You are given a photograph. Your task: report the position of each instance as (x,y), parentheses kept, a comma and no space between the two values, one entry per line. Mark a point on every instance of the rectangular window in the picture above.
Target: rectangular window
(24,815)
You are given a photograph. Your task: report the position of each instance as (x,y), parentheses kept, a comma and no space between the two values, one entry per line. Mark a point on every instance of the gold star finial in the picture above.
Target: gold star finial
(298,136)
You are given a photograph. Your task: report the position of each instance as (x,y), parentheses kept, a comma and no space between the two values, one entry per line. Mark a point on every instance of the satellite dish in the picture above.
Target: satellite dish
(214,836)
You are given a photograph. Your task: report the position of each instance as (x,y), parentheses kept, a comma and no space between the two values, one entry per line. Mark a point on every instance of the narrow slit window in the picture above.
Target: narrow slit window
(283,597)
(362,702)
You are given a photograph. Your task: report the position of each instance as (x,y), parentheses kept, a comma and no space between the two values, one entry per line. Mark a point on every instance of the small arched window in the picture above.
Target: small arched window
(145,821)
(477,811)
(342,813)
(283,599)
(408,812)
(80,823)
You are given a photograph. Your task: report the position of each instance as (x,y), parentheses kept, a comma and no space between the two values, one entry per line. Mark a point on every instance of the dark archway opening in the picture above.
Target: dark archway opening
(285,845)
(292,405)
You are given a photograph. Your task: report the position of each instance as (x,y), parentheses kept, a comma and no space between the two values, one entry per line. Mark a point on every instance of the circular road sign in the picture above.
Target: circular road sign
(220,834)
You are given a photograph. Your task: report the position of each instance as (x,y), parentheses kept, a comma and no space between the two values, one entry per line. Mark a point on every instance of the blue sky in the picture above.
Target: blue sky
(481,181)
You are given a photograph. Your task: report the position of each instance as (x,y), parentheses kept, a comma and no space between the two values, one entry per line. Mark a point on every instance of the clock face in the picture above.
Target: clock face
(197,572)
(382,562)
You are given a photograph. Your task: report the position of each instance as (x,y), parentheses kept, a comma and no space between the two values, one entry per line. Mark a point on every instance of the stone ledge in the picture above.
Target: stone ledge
==================================================
**EXERCISE INSTRUCTIONS**
Write back every line of the material exactly as it was provided.

**FINISHED TASK**
You are given a photograph. Your task: report the position of each instance as (x,y), parentheses kept, a comma and no space between the two values, one entry per line. Mark a point on every instance of the rectangular window in the picture above.
Target: rectangular window
(24,815)
You are given a photograph. Your task: report the position of each instance as (x,y), parentheses kept, a comma and no space between the two values, one entry per line. Mark a point on every instance of the gold star finial in the picture above.
Target: gold star finial
(298,136)
You are given a photograph. Your task: report the position of each instance as (x,y), parentheses kept, a comma and no space between the two values, one entry per line. Mark a point on every instance of the satellite dish in the picture above.
Target: satellite dish
(214,836)
You are given a photograph. Your task: report the position of each instance as (x,y), parentheses kept, a comma and no space between the two values, one entry per line. Mark a point on every instance of the narrow slit window in the picture above.
Target: narrow slit window
(283,597)
(362,702)
You are given a photograph. Your task: report the position of each instance as (x,y), parentheses kept, a comma and no space between the two values, one entry per line. Mark a point on every instance of the small arched window in the picture above.
Target: small arched window
(145,821)
(477,811)
(342,813)
(283,599)
(408,812)
(80,823)
You are given a photograph. Your task: report the position of each instance as (x,y), parentheses kept, a comma and no space between the two values, one entry per line. Mark a point on every instance of the dark archway opening in the picture above.
Target: dark archway opening
(285,845)
(292,405)
You are given a photograph. Your task: report the position of each instance as (x,y), parentheses kept, a comma and no space between the two values, one entry per line. Mark a point on every instance of the circular road sign in the picture above.
Target: circular road sign
(220,834)
You are given a photograph. Your task: report the position of each instance as (x,y), parentheses kept, a comma and no space between the two values, one entry per line. Mark a point on every instance of the blue sky in the picture above.
Target: blue sky
(481,181)
You are given a photograph. Your task: report the position of each instance as (x,y), parentheses kept, a comma and no space between the two values, one entry per line. Mark a point on every instance of the clock face in the picture above.
Target: clock face
(197,572)
(382,562)
You are given a photograph. Your task: report the position of each instance as (x,y), parentheses kept, a comma and no space between the two values, one entry per line. Mark a point on every instance of the stone ledge in the picture above.
Target: stone ledge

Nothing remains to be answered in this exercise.